> Extract provided
-=-=-
At least five projects underway in downtown Fort Lauderdale were hit with citation warnings after a channel of murky water was found near the development sites.
The city and county began investigating construction sites earlier this week after residents began complaining about an overflow of milky “sludgy” water spilling in Fort Lauderdale’s New River, according to the Sun Sentinel.
The bulk of the sludge is mostly between Andrews Avenue and Third Avenue, by where a number of projects are under construction.
Five contractors working with major developers in the city were cited by the city. It is unknown whether the contractors caused the issue, but officials told the Sun Sentinel that the contractors were not properly handling the water runoff at their construction sites.
The developments include Kolter Group’s 100 Las Olas mixed-use project, which at 46 stories is poised to be downtown Fort Lauderdale’s tallest building. The contractor is Kast Construction. The project at 100 East Las Olas Boulevard will consist of 121 condos, 238 rooms in a Hyatt Centric hotel, and 8,500 square feet of restaurants and retail on the ground floor, once completed.
-=-=-
[Items listed in a dataset]
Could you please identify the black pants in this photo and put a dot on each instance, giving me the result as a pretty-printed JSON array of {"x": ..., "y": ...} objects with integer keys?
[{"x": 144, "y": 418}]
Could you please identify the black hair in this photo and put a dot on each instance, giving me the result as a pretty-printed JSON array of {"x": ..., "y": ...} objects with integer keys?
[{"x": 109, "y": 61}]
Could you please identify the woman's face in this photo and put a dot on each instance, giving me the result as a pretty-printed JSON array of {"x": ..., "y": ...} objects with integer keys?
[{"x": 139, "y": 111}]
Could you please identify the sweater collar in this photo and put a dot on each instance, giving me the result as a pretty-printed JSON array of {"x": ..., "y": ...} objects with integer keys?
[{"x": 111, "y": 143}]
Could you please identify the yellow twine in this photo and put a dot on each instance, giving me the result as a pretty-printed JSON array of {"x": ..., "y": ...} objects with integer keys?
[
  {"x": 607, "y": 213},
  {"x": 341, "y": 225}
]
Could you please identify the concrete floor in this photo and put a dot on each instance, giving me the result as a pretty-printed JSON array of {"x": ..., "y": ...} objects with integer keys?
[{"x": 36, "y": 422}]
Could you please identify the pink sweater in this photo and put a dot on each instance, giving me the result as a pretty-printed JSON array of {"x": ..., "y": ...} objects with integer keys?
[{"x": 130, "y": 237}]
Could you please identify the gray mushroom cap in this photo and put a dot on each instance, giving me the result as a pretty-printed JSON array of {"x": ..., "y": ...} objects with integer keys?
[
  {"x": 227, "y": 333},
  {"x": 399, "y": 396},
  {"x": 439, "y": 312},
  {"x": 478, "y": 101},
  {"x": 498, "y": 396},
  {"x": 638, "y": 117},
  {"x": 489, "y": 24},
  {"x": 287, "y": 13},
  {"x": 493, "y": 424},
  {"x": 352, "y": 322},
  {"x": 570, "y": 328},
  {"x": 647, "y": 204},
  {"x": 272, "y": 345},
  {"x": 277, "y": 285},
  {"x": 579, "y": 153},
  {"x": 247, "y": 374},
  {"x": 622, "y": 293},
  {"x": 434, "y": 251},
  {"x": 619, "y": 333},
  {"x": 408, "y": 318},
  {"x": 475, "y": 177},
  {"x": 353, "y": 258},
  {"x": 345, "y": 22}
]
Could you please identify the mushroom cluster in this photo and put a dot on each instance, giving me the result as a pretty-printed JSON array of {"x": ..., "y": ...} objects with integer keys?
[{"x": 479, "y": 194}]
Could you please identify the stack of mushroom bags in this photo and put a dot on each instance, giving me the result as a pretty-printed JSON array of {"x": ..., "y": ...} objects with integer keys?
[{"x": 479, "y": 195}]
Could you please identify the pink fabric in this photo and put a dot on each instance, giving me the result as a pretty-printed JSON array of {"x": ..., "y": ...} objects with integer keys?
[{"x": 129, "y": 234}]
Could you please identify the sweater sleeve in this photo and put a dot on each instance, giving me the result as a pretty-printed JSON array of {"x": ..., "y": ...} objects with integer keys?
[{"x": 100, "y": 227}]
-=-=-
Rewrite the article on construction runoff in downtown Fort Lauderdale, everything from "At least five" down to "are under construction.", and replace "murky" with "cloudy". The records are independent material and have no connection to the article.

At least five projects underway in downtown Fort Lauderdale were hit with citation warnings after a channel of cloudy water was found near the development sites.
The city and county began investigating construction sites earlier this week after residents began complaining about an overflow of milky “sludgy” water spilling in Fort Lauderdale’s New River, according to the Sun Sentinel.
The bulk of the sludge is mostly between Andrews Avenue and Third Avenue, by where a number of projects are under construction.